** Start of MATERIAL FOR THIS TASK **
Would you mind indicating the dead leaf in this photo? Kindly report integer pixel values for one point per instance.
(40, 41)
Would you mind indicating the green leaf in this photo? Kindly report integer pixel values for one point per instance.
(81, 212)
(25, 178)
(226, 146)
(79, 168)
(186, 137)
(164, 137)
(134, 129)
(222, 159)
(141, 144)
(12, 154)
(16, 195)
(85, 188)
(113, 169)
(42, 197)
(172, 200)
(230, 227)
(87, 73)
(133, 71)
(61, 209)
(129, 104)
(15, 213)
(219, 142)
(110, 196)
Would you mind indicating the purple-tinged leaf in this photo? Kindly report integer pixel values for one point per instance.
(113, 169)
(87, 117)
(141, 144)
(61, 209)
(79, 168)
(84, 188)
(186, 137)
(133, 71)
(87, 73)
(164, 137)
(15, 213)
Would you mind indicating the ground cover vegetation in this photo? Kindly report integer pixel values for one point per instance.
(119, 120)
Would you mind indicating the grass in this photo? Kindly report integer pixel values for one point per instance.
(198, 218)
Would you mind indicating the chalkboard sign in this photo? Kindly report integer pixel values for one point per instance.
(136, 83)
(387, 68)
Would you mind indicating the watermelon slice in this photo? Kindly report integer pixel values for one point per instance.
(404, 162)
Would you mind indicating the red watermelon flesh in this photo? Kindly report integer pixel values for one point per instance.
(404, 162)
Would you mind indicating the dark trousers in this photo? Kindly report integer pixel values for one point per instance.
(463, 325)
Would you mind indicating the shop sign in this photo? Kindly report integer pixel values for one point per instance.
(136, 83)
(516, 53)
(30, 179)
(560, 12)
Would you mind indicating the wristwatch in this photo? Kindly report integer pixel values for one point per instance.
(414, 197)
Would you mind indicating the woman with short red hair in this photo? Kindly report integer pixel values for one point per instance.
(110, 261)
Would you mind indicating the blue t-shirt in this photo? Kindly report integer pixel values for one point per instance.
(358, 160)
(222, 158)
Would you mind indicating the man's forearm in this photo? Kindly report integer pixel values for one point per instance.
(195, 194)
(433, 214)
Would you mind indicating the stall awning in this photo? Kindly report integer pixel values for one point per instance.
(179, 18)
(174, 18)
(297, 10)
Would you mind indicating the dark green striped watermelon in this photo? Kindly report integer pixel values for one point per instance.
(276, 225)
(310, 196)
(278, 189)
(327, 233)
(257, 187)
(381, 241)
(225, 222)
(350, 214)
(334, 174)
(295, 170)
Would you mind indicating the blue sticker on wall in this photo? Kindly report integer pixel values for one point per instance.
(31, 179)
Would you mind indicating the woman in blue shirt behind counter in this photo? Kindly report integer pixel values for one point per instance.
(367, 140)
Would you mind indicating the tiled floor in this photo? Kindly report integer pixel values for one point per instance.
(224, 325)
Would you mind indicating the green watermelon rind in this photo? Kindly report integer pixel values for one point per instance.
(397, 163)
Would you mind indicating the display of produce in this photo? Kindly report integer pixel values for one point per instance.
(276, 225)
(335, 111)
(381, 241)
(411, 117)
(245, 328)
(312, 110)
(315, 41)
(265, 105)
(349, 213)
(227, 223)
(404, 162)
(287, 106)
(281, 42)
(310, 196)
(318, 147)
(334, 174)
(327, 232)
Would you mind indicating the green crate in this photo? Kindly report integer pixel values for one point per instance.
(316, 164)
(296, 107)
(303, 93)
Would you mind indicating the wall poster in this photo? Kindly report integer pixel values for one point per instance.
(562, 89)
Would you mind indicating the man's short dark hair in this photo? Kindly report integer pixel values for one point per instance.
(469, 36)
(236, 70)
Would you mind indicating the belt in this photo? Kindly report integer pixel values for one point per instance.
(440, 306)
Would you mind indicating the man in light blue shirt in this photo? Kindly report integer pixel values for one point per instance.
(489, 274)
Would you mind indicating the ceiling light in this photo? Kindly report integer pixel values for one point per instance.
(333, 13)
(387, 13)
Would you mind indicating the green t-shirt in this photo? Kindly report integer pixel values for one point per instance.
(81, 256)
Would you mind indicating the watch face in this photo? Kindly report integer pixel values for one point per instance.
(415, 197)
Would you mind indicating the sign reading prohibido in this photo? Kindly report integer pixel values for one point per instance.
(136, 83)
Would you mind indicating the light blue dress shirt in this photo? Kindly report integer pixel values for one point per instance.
** End of MATERIAL FOR THIS TASK **
Update the records above by changing every "Kindly" to "Please" and leaving everything else as it is.

EXERCISE SOLUTION
Would you mind indicating the dead leaf in this photo? Please report integer pixel values for one point per instance.
(40, 41)
Would you mind indicating the green leaf in this photo? Please report integer pixel values for one point per instance.
(81, 212)
(25, 178)
(226, 146)
(79, 168)
(186, 137)
(164, 137)
(134, 129)
(222, 159)
(141, 144)
(12, 154)
(16, 195)
(85, 188)
(113, 169)
(42, 197)
(172, 200)
(230, 227)
(87, 73)
(133, 71)
(61, 209)
(129, 104)
(15, 213)
(219, 142)
(110, 196)
Would you mind indicating the purple-tinged leaf in this photo? Please report integer pixel values for one point per instance.
(113, 169)
(87, 117)
(141, 144)
(61, 209)
(79, 168)
(84, 188)
(186, 137)
(133, 71)
(87, 73)
(164, 137)
(15, 213)
Would you mind indicating the ground cover vegetation in this photo? Please report integer pixel values for one point per instance.
(119, 120)
Would you mind indicating the grass in this photo? Please report integer pixel values for one point per instance.
(198, 218)
Would you mind indicating the chalkboard sign in this photo? Please report integer pixel values for one point per instance.
(136, 83)
(387, 68)
Would you mind indicating the watermelon slice in this photo? Please report integer pixel values for one point per instance.
(404, 162)
Would you mind indicating the red watermelon flesh in this photo? Please report integer pixel values for one point per instance.
(404, 162)
Would you mind indicating the dark trousers in this photo? Please report integer pixel values for one point per instance.
(463, 325)
Would you mind indicating the shop sign in this photo? Please report integer pixel values for one point per instance.
(136, 83)
(516, 53)
(30, 179)
(560, 12)
Would you mind indicating the wristwatch in this photo? Please report integer pixel values for one point per instance.
(414, 197)
Would you mind indicating the woman with short red hair in this photo? Please report integer pixel values for one point per instance.
(110, 261)
Would you mind indicating the blue t-shirt in this photo? Please report integer pixel values for one point per instance.
(358, 160)
(222, 158)
Would you mind indicating the man's forearm in this photo? Please report integer pixel values for one point per instance.
(195, 194)
(433, 214)
Would you mind indicating the stall awning in this photo? Please report integer pixel values for one point per instance.
(179, 18)
(174, 18)
(297, 10)
Would you mind indicating the dark green striped watermelon in this photo? Please report integer pixel values for one point per instance.
(276, 225)
(310, 196)
(278, 189)
(327, 233)
(257, 187)
(381, 241)
(225, 222)
(350, 214)
(334, 174)
(295, 170)
Would you mind indicating the blue sticker on wall in this photo? Please report integer pixel values for one point per instance.
(31, 179)
Would you mind indicating the woman in blue shirt behind counter in this photo? Please report integer pixel values for one point per instance.
(367, 140)
Would you mind indicating the tiled floor in this photo? Please report integer pixel values for one point per instance.
(224, 325)
Would you mind indicating the green watermelon rind in this photo? Please report integer pixel values for one point per instance.
(397, 163)
Would you mind indicating the display of produce in this photo? Please report integer pixel values for one point per instance.
(276, 225)
(335, 111)
(381, 241)
(411, 117)
(245, 328)
(312, 110)
(315, 41)
(265, 105)
(349, 213)
(227, 223)
(404, 162)
(287, 106)
(281, 42)
(310, 196)
(318, 147)
(334, 174)
(327, 232)
Would you mind indicating the green crate in this photo? Please report integer pixel values for one point per instance.
(316, 164)
(296, 107)
(303, 93)
Would you mind indicating the wall poster in this photo? Please report integer pixel values for one point per instance.
(562, 89)
Would you mind indicating the man's short dark hair in this photo? Please report integer pixel values for one point per instance.
(469, 36)
(236, 70)
Would you mind indicating the belt in this photo? Please report integer pixel values for one point per instance.
(440, 306)
Would you mind indicating the man in light blue shirt in this photo? Please report integer pixel values for one point per instance.
(489, 274)
Would you mind indicating the ceiling light in this photo? Please report integer pixel values for one point per instance.
(333, 13)
(387, 13)
Would you mind indicating the green t-shirt in this photo? Please report integer pixel values for one point per instance.
(81, 256)
Would you mind indicating the watch face in this photo? Please report integer pixel values for one point per instance.
(415, 197)
Would you mind indicating the sign reading prohibido in this photo? Please report integer pixel values for one point per instance.
(136, 83)
Would you mind indicating the light blue dress shirt in this photo? Please report integer pixel values for one point per instance.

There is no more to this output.